◆ **PROBLEM DESCRIPTION**:
Pull out every line of the listing that contains the string "glass", matching case exactly.
______________________________
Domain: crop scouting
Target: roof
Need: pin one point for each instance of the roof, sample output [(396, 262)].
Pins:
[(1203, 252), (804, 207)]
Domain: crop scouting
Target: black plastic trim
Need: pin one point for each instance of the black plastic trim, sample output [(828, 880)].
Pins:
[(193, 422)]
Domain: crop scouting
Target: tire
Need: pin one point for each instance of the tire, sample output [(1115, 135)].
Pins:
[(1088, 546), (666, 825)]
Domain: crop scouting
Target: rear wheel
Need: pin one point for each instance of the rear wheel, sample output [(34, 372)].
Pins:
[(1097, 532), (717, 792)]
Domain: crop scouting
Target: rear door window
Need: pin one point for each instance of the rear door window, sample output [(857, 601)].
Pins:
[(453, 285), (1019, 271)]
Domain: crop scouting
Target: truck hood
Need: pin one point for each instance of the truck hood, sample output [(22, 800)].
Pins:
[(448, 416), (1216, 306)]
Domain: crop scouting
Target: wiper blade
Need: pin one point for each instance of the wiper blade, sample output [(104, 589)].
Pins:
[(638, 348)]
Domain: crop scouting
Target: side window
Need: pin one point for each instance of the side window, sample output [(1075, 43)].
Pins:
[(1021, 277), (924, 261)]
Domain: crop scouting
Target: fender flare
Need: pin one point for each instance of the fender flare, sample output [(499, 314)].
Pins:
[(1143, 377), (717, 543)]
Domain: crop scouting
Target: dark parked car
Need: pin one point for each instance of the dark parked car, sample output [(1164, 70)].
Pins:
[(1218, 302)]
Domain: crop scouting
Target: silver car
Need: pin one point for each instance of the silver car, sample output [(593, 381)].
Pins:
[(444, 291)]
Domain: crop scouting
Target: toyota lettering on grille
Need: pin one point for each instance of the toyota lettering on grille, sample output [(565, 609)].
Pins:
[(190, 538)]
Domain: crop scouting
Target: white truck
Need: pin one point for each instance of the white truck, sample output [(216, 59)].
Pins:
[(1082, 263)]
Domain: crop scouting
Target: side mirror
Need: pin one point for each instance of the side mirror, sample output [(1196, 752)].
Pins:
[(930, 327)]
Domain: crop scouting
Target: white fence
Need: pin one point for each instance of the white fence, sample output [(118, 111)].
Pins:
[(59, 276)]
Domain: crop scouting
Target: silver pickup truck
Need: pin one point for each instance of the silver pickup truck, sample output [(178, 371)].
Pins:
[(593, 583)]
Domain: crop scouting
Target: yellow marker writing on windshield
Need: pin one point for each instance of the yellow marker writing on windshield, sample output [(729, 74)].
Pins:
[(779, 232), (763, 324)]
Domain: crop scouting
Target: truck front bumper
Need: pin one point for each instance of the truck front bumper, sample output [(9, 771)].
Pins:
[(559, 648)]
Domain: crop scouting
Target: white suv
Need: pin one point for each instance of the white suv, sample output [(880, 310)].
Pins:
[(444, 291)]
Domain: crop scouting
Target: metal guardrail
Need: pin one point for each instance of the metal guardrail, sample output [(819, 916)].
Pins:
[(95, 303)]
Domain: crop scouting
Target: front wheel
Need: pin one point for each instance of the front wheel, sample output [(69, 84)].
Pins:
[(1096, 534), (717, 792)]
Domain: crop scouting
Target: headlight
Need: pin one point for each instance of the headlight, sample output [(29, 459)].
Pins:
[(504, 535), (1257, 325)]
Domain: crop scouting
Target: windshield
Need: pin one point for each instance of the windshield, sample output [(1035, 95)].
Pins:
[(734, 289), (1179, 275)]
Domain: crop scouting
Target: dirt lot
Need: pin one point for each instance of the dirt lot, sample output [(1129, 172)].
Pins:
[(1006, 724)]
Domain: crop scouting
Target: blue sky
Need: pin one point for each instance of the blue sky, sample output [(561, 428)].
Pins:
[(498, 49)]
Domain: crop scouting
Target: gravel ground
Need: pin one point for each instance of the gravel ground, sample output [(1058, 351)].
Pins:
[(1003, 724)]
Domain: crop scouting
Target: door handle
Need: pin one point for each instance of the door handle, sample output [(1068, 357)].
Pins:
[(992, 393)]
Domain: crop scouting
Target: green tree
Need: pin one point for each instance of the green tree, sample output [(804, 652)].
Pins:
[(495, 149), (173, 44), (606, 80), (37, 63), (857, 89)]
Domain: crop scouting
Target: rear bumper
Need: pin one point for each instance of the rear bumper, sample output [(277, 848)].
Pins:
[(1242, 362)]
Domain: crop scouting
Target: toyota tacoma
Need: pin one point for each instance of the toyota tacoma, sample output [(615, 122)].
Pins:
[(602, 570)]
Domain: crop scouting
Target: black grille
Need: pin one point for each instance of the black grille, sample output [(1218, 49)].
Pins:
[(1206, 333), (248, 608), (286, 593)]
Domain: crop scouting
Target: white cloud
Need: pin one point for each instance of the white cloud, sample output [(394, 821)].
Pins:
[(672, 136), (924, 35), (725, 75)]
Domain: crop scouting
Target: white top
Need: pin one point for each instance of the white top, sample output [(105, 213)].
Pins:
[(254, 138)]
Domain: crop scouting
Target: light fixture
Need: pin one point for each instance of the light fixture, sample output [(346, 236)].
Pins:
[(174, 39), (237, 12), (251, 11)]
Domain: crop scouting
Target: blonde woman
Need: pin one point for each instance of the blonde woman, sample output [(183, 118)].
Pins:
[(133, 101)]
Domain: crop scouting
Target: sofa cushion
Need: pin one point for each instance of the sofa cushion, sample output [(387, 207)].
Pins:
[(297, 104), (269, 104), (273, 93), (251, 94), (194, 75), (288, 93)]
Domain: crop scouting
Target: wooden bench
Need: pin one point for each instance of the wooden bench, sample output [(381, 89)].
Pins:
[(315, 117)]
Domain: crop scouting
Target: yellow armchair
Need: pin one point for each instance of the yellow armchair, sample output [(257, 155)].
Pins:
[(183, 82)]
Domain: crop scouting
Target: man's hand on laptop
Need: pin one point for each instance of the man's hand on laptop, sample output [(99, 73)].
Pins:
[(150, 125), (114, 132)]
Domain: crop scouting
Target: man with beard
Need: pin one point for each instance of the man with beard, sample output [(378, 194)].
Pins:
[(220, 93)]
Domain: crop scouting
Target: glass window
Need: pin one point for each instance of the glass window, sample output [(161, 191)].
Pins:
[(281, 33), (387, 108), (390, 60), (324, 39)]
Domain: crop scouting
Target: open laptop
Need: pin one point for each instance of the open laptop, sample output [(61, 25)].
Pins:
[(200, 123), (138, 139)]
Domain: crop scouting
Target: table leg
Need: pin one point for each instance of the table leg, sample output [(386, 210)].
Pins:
______________________________
◆ **OUTPUT OF THE EXERCISE**:
Target: glass window
Need: pin one point for each instance of the glass window, sample output [(161, 191)].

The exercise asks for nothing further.